Task objective » Look at the data below and print exactly the lines from its first line through the line with "Annotate each instance of the window frame"; the pictures stay out of the copy.
····················
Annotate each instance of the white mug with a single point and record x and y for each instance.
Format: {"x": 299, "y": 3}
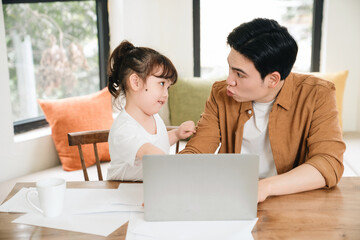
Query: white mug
{"x": 51, "y": 193}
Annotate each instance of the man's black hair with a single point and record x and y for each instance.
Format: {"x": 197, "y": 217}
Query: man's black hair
{"x": 267, "y": 44}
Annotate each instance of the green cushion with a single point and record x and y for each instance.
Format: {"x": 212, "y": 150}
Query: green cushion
{"x": 187, "y": 99}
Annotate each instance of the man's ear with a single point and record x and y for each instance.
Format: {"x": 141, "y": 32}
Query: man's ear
{"x": 135, "y": 82}
{"x": 273, "y": 79}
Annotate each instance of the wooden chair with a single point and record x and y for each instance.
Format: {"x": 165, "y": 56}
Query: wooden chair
{"x": 94, "y": 137}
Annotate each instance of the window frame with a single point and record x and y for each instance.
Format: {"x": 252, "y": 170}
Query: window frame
{"x": 318, "y": 6}
{"x": 104, "y": 49}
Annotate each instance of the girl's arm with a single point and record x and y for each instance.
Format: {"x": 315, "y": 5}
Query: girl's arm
{"x": 148, "y": 149}
{"x": 185, "y": 130}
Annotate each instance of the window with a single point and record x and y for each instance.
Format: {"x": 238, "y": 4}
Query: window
{"x": 55, "y": 49}
{"x": 218, "y": 20}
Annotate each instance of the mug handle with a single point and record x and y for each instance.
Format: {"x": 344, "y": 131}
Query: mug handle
{"x": 30, "y": 202}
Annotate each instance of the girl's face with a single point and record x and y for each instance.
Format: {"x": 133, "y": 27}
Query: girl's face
{"x": 154, "y": 94}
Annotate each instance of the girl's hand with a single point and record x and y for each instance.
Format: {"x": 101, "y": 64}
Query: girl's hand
{"x": 185, "y": 130}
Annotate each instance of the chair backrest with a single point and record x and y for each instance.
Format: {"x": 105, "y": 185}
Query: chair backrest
{"x": 94, "y": 137}
{"x": 89, "y": 137}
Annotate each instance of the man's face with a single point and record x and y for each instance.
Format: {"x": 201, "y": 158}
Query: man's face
{"x": 244, "y": 81}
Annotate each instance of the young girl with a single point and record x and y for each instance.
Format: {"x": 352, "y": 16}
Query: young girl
{"x": 144, "y": 76}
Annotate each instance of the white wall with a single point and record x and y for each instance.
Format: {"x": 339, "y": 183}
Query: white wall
{"x": 166, "y": 25}
{"x": 341, "y": 50}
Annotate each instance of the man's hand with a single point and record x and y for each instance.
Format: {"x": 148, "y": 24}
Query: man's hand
{"x": 263, "y": 190}
{"x": 185, "y": 130}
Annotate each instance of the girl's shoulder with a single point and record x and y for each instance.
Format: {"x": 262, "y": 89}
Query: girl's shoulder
{"x": 124, "y": 121}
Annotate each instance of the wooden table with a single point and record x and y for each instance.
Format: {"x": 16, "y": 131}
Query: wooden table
{"x": 319, "y": 214}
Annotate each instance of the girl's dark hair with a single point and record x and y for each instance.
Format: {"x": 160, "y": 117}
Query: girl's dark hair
{"x": 127, "y": 59}
{"x": 267, "y": 44}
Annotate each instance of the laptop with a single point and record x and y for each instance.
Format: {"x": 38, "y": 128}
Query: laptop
{"x": 200, "y": 187}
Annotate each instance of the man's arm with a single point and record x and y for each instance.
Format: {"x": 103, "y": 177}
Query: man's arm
{"x": 300, "y": 179}
{"x": 323, "y": 166}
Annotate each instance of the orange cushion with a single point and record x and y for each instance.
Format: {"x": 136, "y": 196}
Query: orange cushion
{"x": 90, "y": 112}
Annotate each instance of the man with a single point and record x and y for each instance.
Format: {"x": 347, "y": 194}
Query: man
{"x": 290, "y": 120}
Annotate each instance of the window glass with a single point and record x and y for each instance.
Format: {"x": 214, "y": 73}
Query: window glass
{"x": 219, "y": 19}
{"x": 52, "y": 51}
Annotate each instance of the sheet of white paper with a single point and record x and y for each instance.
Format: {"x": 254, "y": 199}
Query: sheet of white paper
{"x": 130, "y": 194}
{"x": 18, "y": 202}
{"x": 79, "y": 201}
{"x": 138, "y": 228}
{"x": 99, "y": 224}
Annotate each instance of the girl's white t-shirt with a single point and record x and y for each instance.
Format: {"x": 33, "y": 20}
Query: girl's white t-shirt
{"x": 256, "y": 139}
{"x": 125, "y": 139}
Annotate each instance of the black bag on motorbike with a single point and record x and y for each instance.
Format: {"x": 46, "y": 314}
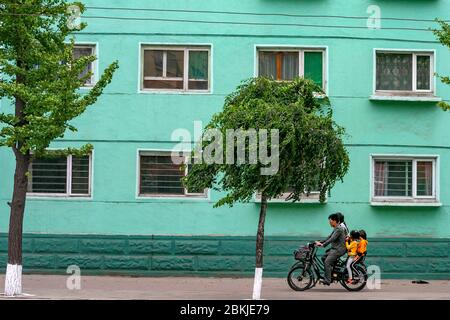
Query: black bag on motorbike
{"x": 302, "y": 253}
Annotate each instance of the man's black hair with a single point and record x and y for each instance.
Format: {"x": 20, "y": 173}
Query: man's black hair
{"x": 363, "y": 234}
{"x": 354, "y": 234}
{"x": 334, "y": 217}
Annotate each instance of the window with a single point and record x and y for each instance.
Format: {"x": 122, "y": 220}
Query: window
{"x": 404, "y": 179}
{"x": 288, "y": 64}
{"x": 176, "y": 68}
{"x": 60, "y": 176}
{"x": 160, "y": 174}
{"x": 83, "y": 51}
{"x": 404, "y": 73}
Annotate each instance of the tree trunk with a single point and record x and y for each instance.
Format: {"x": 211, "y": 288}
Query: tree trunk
{"x": 13, "y": 278}
{"x": 260, "y": 249}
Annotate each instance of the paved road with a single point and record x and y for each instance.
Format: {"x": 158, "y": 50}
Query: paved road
{"x": 175, "y": 288}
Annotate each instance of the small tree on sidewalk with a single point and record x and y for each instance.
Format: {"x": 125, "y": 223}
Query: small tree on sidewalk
{"x": 306, "y": 149}
{"x": 39, "y": 74}
{"x": 443, "y": 36}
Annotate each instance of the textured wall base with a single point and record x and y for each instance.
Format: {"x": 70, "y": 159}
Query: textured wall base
{"x": 398, "y": 258}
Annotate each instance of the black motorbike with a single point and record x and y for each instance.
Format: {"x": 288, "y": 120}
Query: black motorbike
{"x": 309, "y": 269}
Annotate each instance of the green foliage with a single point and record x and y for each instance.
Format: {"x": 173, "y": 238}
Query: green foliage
{"x": 443, "y": 36}
{"x": 311, "y": 151}
{"x": 39, "y": 71}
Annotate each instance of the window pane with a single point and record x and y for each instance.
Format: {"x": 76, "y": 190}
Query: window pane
{"x": 48, "y": 175}
{"x": 198, "y": 70}
{"x": 153, "y": 63}
{"x": 289, "y": 69}
{"x": 393, "y": 178}
{"x": 423, "y": 72}
{"x": 394, "y": 71}
{"x": 268, "y": 64}
{"x": 163, "y": 84}
{"x": 193, "y": 190}
{"x": 80, "y": 175}
{"x": 424, "y": 178}
{"x": 175, "y": 63}
{"x": 79, "y": 52}
{"x": 198, "y": 65}
{"x": 159, "y": 175}
{"x": 314, "y": 67}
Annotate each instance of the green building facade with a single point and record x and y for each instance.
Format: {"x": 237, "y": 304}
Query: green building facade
{"x": 122, "y": 211}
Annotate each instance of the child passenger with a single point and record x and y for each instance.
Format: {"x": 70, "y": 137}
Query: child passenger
{"x": 352, "y": 246}
{"x": 362, "y": 245}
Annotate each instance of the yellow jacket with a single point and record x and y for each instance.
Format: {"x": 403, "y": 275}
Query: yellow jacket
{"x": 351, "y": 248}
{"x": 362, "y": 247}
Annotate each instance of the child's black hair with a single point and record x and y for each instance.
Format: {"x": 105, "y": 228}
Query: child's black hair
{"x": 354, "y": 234}
{"x": 363, "y": 234}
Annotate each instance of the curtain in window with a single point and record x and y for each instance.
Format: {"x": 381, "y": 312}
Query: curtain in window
{"x": 394, "y": 71}
{"x": 48, "y": 175}
{"x": 424, "y": 178}
{"x": 198, "y": 65}
{"x": 80, "y": 175}
{"x": 268, "y": 64}
{"x": 380, "y": 179}
{"x": 313, "y": 67}
{"x": 198, "y": 70}
{"x": 159, "y": 175}
{"x": 289, "y": 69}
{"x": 423, "y": 72}
{"x": 153, "y": 63}
{"x": 83, "y": 52}
{"x": 175, "y": 63}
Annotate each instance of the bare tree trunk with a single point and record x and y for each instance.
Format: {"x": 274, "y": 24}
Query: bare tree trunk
{"x": 13, "y": 278}
{"x": 260, "y": 249}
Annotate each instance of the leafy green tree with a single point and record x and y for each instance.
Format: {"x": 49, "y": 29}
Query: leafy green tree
{"x": 310, "y": 151}
{"x": 443, "y": 35}
{"x": 41, "y": 78}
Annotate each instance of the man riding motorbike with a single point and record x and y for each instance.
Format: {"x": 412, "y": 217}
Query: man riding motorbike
{"x": 337, "y": 241}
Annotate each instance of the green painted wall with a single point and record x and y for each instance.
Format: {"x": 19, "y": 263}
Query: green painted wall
{"x": 214, "y": 255}
{"x": 123, "y": 121}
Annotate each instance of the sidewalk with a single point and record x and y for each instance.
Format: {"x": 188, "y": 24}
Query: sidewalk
{"x": 173, "y": 288}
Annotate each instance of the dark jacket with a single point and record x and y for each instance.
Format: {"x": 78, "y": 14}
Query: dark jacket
{"x": 337, "y": 240}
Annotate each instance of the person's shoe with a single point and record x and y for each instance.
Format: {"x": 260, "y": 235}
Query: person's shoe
{"x": 325, "y": 283}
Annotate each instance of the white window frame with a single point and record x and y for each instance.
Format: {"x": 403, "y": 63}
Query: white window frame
{"x": 301, "y": 50}
{"x": 186, "y": 195}
{"x": 434, "y": 198}
{"x": 94, "y": 64}
{"x": 69, "y": 193}
{"x": 414, "y": 92}
{"x": 176, "y": 47}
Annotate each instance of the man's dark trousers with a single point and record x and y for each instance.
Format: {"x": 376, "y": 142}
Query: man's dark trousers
{"x": 329, "y": 259}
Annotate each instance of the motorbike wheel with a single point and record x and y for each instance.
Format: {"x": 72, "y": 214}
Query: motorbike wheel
{"x": 359, "y": 279}
{"x": 299, "y": 282}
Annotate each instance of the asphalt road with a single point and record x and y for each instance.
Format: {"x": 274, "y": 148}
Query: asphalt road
{"x": 183, "y": 288}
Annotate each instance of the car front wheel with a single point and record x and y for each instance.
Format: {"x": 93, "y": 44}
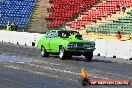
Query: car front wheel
{"x": 89, "y": 56}
{"x": 62, "y": 53}
{"x": 44, "y": 53}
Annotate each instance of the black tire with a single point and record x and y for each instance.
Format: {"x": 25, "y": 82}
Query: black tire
{"x": 85, "y": 81}
{"x": 44, "y": 53}
{"x": 62, "y": 53}
{"x": 89, "y": 56}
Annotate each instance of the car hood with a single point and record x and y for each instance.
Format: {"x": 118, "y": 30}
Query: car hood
{"x": 77, "y": 39}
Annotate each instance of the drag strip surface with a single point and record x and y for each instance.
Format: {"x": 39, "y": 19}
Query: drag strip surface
{"x": 62, "y": 72}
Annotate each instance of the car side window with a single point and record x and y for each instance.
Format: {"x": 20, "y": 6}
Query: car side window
{"x": 54, "y": 35}
{"x": 51, "y": 35}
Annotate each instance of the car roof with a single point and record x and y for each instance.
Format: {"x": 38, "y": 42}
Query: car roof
{"x": 61, "y": 30}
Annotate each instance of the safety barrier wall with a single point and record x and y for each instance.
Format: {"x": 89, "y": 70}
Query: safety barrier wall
{"x": 20, "y": 38}
{"x": 104, "y": 47}
{"x": 113, "y": 48}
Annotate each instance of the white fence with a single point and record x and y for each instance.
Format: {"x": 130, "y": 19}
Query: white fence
{"x": 108, "y": 48}
{"x": 113, "y": 48}
{"x": 21, "y": 38}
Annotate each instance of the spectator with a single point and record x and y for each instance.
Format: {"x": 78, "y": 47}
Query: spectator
{"x": 8, "y": 26}
{"x": 118, "y": 7}
{"x": 123, "y": 8}
{"x": 14, "y": 26}
{"x": 119, "y": 35}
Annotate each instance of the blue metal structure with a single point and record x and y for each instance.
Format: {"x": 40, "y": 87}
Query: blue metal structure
{"x": 16, "y": 10}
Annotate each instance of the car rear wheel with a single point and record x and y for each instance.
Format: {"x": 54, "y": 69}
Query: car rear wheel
{"x": 62, "y": 53}
{"x": 44, "y": 53}
{"x": 89, "y": 56}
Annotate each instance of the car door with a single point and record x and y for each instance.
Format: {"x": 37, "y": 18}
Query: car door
{"x": 54, "y": 42}
{"x": 47, "y": 41}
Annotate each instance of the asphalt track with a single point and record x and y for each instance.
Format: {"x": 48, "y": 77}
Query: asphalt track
{"x": 25, "y": 68}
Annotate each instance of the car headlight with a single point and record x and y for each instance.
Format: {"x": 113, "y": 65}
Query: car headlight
{"x": 72, "y": 45}
{"x": 89, "y": 45}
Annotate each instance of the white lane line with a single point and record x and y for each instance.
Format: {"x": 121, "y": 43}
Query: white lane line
{"x": 65, "y": 71}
····················
Answer to this problem »
Annotate each instance of the white mug with a single point and record x and y for each instance.
Format: {"x": 299, "y": 3}
Query: white mug
{"x": 51, "y": 193}
Annotate each instance of the man's black hair with a single point and record x and y for each instance.
Format: {"x": 197, "y": 217}
Query: man's black hair
{"x": 267, "y": 44}
Annotate each instance of the green cushion with a single point and record x and y for each instance.
Format: {"x": 212, "y": 150}
Query: green cushion
{"x": 187, "y": 99}
Annotate each instance of the man's ear with a single point and record x and y for each instance.
Format: {"x": 141, "y": 32}
Query: man's ear
{"x": 135, "y": 82}
{"x": 273, "y": 79}
Annotate each instance of the wooden chair with a single point and record x and y for each instance.
Format: {"x": 165, "y": 56}
Query: wooden chair
{"x": 94, "y": 137}
Annotate each instance of the window frame with a single point and record x and y for each instance.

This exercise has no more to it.